Every entry must be reproduced word for word.

● Source records
------------------------------

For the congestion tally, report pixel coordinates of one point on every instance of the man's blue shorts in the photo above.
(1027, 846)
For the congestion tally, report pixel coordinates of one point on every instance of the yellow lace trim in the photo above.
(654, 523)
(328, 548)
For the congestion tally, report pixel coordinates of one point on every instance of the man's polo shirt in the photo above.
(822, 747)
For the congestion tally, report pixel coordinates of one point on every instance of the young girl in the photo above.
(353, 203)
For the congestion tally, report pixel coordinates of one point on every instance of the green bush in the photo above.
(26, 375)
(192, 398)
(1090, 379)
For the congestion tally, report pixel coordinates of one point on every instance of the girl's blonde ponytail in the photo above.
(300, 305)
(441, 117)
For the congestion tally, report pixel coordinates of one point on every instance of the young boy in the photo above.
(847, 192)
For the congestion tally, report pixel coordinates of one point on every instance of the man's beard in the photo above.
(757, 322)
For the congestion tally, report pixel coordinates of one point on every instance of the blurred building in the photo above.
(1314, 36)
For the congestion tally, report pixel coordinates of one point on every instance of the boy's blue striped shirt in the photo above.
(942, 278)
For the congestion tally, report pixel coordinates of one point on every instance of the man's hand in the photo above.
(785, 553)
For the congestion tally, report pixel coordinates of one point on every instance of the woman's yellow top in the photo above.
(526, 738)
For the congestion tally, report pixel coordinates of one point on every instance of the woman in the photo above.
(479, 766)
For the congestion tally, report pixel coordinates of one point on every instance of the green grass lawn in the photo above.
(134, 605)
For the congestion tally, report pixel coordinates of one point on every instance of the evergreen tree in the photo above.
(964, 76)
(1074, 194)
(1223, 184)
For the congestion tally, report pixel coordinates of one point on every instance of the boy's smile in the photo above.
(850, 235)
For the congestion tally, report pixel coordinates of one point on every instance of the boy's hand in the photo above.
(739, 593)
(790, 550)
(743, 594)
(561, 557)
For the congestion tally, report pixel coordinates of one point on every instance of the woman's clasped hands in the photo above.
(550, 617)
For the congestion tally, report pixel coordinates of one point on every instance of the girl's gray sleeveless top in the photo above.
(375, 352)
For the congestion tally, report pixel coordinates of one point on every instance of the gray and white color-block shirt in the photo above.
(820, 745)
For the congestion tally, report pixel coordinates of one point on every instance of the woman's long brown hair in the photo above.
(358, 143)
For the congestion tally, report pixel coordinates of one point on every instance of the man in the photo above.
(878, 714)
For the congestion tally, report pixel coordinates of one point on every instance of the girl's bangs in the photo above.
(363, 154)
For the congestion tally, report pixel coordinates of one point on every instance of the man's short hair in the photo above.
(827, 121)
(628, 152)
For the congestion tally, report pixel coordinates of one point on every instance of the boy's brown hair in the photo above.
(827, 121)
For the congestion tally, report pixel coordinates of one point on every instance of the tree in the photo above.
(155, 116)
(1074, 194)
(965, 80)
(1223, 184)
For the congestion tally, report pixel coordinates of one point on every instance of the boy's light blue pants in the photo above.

------------------------------

● Finished exercise
For the congestion tally, report pixel coordinates of one point on every instance of the man's blue shorts in the photo above.
(1027, 846)
For the congestion tally, report pixel coordinates of one point on every instance of the yellow lace trim in the photo above.
(654, 523)
(328, 548)
For the congestion tally, report pixel coordinates of one point on every instance of the man's polo shirt in the photo above.
(822, 747)
For the congestion tally, report pixel coordinates of one point on every instance of the young girl in the photo above.
(353, 203)
For the congestion tally, report pixel coordinates of one point on every instance of the green bush in the photo above.
(26, 375)
(192, 398)
(1090, 379)
For the congestion tally, report pixel coordinates of one point on every instance of the girl's blonde ponytail in the photo above.
(300, 305)
(441, 117)
For the congestion tally, report pixel coordinates of one point on every instance of the young boy in the photo above.
(847, 192)
For the congestion tally, report pixel coordinates of one point on every instance of the man's beard in the photo above.
(757, 322)
For the congestion tally, report pixel coordinates of one point on every instance of the blurred building in the photo above.
(1314, 36)
For the congestion tally, report pixel coordinates of one point on every instance of the boy's blue striped shirt in the photo above.
(942, 278)
For the congestion tally, report pixel coordinates of one point on every instance of the man's hand in the photo above.
(785, 553)
For the congestion tally, report pixel coordinates of one point on every instance of the woman's yellow top in the photo above.
(526, 738)
For the congestion tally, report pixel coordinates of one point on every instance of the woman in the photo above.
(479, 766)
For the congestion tally, report pixel coordinates of one point on every instance of the green grass lawn in the photo above.
(134, 605)
For the congestion tally, report pixel coordinates of one point on every instance of the evergreen tree in the photo above.
(964, 76)
(1074, 194)
(1223, 184)
For the congestion tally, report pixel coordinates of one point on every instance of the boy's smile in the photo above.
(850, 235)
For the congestion tally, report pixel coordinates of one point on every instance of the boy's hand in the photo above.
(739, 593)
(790, 550)
(743, 594)
(561, 557)
For the congestion tally, report pixel coordinates of one point on every instance of the woman's clasped hands in the photo above.
(550, 617)
For the congestion tally, report pixel coordinates of one point on every instance of the girl's gray sleeveless top in the photo above.
(375, 352)
For the congestion tally, report pixel coordinates of one point on every instance of the gray and white color-block shirt in the photo above.
(820, 745)
For the congestion tally, report pixel coordinates of one point on every instance of the woman's long brown hair in the photo above.
(358, 143)
For the congestion tally, report pixel coordinates of one point on every instance of the man in the photo above.
(878, 714)
For the congestion tally, report pixel coordinates of one point on every instance of the girl's bangs in the photo above.
(363, 154)
For the congestion tally, report pixel coordinates of one point on every instance of the man's short hair in the photo above.
(827, 121)
(628, 152)
For the congestion tally, report pixel coordinates of one point on every instance of the boy's brown hair in the photo above.
(827, 121)
For the congestion tally, report pixel coordinates of one point on every instance of the tree in the photo above.
(155, 116)
(1074, 194)
(965, 80)
(1223, 184)
For the congestion tally, report pixel coordinates of one point on every instance of the boy's light blue pants in the photo above.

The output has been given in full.